┌─ Teks yang diberikan

Akan tetapi meski tidak adanya UU khusus yang mengaturnya, restorative justice tetap jamak maslahahnya dibanding mudhorotnya. Para APH hadir dan berfikir secara substantif untuk mengisi kekosongan hukum (rechvacuum). 

Berikut beberapa regulasi restorative justice berdasarkan yang dikeluarkan oleh masing-masing lembaga penegak hukum :

  • Pasal 1 ayat 6 UU SPPA (Sistem Peradilan Pidana Anak)
  • PERMA No.2 Tahun 2012 tentang Penyelesaian Batasan Tindak Pidana Ringan (Tipiring) dan Jumlah Denda dalam KUHP
  • Nota kesepakatan bersama Ketua Mahkamah Agung RI, Jaksa Agung RI, Menteri Hukum dan HAM, dan Kepala Kepolisian RI No.131/KMA/SKB/X/2012 tanggal 17 Oktober 2012 tentang Pelaksanaan Penerapan Penyesuaian Batasan Tindak Pidana Ringan dan Jumlah Denda, Acara Pemeriksaan Cepat Serta Penerapan Keadilan Restoratif (Restorative Justice)

└─
┌─ Bahan latihan

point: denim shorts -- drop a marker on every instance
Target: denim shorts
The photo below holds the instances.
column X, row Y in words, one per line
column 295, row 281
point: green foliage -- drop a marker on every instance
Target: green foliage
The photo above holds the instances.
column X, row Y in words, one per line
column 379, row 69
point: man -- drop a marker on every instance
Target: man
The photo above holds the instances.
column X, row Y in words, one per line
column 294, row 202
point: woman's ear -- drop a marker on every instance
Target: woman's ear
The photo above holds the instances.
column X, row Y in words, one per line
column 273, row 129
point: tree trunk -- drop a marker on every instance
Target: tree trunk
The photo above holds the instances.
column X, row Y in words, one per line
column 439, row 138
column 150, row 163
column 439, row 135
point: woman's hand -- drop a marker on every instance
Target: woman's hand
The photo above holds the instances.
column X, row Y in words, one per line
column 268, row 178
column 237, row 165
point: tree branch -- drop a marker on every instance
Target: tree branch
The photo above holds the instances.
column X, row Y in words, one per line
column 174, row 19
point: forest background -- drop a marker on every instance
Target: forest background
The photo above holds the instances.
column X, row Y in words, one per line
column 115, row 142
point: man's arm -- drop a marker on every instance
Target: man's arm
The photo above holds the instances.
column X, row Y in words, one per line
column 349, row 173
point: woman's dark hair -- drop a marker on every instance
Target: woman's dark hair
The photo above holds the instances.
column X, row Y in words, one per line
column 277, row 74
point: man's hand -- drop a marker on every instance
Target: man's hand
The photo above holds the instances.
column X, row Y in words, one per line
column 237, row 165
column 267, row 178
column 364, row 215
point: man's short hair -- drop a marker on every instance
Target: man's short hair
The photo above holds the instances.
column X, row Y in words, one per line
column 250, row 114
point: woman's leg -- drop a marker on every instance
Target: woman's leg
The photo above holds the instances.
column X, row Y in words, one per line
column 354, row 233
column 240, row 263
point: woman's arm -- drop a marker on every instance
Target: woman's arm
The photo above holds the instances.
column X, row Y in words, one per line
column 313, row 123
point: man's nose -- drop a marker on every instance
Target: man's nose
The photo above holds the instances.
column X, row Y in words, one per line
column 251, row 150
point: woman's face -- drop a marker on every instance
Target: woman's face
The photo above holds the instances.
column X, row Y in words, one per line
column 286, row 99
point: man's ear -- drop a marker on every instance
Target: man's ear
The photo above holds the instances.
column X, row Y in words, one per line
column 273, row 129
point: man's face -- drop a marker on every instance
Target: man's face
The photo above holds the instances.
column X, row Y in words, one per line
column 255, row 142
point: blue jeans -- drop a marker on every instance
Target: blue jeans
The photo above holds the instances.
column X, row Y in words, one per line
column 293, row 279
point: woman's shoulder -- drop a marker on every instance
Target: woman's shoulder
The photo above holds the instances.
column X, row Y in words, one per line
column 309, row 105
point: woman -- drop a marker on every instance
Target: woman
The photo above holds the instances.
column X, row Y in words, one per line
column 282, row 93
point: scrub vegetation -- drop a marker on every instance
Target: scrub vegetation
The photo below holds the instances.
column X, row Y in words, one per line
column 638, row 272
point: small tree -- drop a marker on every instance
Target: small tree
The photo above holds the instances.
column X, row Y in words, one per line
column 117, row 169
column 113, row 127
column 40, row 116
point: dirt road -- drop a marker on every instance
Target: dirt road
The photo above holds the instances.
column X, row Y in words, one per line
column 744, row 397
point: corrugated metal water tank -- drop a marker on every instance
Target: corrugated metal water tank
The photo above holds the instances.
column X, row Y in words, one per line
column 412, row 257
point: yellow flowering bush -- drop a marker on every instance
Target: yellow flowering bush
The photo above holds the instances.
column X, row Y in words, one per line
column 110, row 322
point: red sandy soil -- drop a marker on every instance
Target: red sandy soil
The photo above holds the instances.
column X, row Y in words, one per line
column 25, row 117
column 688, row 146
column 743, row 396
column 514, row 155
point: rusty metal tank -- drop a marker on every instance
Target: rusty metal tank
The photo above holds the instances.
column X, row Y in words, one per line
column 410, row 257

└─

Tugas yang dikerjakan:
(a) Ulangi tanpa perubahan bagian teks tentang restorative justice, dimulai pada kata-kata yang memuat "Berikut beberapa regulasi" dan berhenti setelah "Peradilan Pidana Anak)".
(b) Gandakan tanpa perubahan baris-baris dari catatan, dimulai pada baris yang memuat "point: tree branch" dan berhenti setelah baris yang memuat "column 115, row 142".

Hasil:
(a)
Berikut beberapa regulasi restorative justice berdasarkan yang dikeluarkan oleh masing-masing lembaga penegak hukum :

  • Pasal 1 ayat 6 UU SPPA (Sistem Peradilan Pidana Anak)

(b)
point: tree branch -- drop a marker on every instance
Target: tree branch
The photo above holds the instances.
column X, row Y in words, one per line
column 174, row 19
point: forest background -- drop a marker on every instance
Target: forest background
The photo above holds the instances.
column X, row Y in words, one per line
column 115, row 142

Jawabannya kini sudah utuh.